Start of DOCUMENT SECTION

Thread: fix CSV multiline parsing - proof of concept

fix CSV multiline parsing - proof of concept

From
Andrew Dunstan
Date:
06 February 2005, 19:16:08
Attached is a proof-of-concept patch (i.e. not intended for application
just yet) to fix the problem of parsing CSV multiline fields.

Originally I indicated that the way to solve this IMHO was to the
combine reading and parsing phases of COPY for CSV. However, there's a
lot going on there and I adopted a somewhat less invasive approach,
which detects if a CR and/orNL should be part of a data value and if so
treats it as just another character. Also, it removes the escaping
nature of backslash for NL and CR in CSV, which is clearly a bug.

One thing I noticed is that (unless I misread the code) our standard
detection of the end marker  \.<EOL> doesn't seem to require that it be
at the beginning of a line, as the docs say it should. I didn't change
that but did build a test for it into the special CSV code.

comments welcome.

End of DOCUMENT SECTION

## SET PROBLEM 1
In the CSV multiline parsing post, reproduce everything from "Thread: fix CSV" down to "CSV multiline fields.", substituting "diff" for "patch".
## SET PROBLEM 2
In the CSV multiline parsing post, what does the proposed approach remove for NL and CR in CSV?
## SET PROBLEM 3
Extend the CSV multiline parsing post, starting after its final line.

Start of EXTRACTED RECORDS

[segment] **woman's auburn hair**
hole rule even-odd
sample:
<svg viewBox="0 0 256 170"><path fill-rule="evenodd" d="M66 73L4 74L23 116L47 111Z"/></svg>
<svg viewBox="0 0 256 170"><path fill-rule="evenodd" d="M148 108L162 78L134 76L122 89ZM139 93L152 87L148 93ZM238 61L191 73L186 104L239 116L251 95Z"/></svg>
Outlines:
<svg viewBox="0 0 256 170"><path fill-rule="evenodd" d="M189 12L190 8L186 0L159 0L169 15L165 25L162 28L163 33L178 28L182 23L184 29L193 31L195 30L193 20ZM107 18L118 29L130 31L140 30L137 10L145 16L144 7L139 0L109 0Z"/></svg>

End of EXTRACTED RECORDS

## FINAL RESULT 1
Thread: fix CSV multiline parsing - proof of concept

fix CSV multiline parsing - proof of concept

From
Andrew Dunstan
Date:
06 February 2005, 19:16:08
Attached is a proof-of-concept diff (i.e. not intended for application
just yet) to fix the problem of parsing CSV multiline fields.

## FINAL RESULT 2
The escaping nature of backslash.

## FINAL RESULT 3
cheers

andrew
*** copy.c.orig    Wed May 26 00:41:10 2004
--- copy.c    Sun Feb  6 10:36:29 2005
***************
*** 137,142 ****
--- 137,143 ----
           char *delim, char *null_print, bool csv_mode, char *quote, char *escape,
           List *force_notnull_atts);
  static bool CopyReadLine(void);
+ static bool CopyReadLineCSV(char * quote, char * escape);
  static char *CopyReadAttribute(const char *delim, const char *null_print,
                                 CopyReadResult *result, bool *isnull);
  static char *CopyReadAttributeCSV(const char *delim, const char *null_print,
***************
*** 1683,1689 ****
              ListCell   *cur;

              /* Actually read the line into memory here */
!             done = CopyReadLine();

              /*
               * EOF at start of line means we're done.  If we see EOF
--- 1684,1690 ----
              ListCell   *cur;

              /* Actually read the line into memory here */
!             done = csv_mode ? CopyReadLineCSV(quote, escape) : CopyReadLine();

              /*
               * EOF at start of line means we're done.  If we see EOF
***************
*** 2159,2164 ****
--- 2160,2398 ----
      return result;
  }

+ /*
+  * Read a line for CSV copy mode. Differences from standard mode:
+  * . CR an NL are not special inside quoted fields - they just get added
+  *   to the buffer.
+  * . \ is not magical except as the start of the end of data marker.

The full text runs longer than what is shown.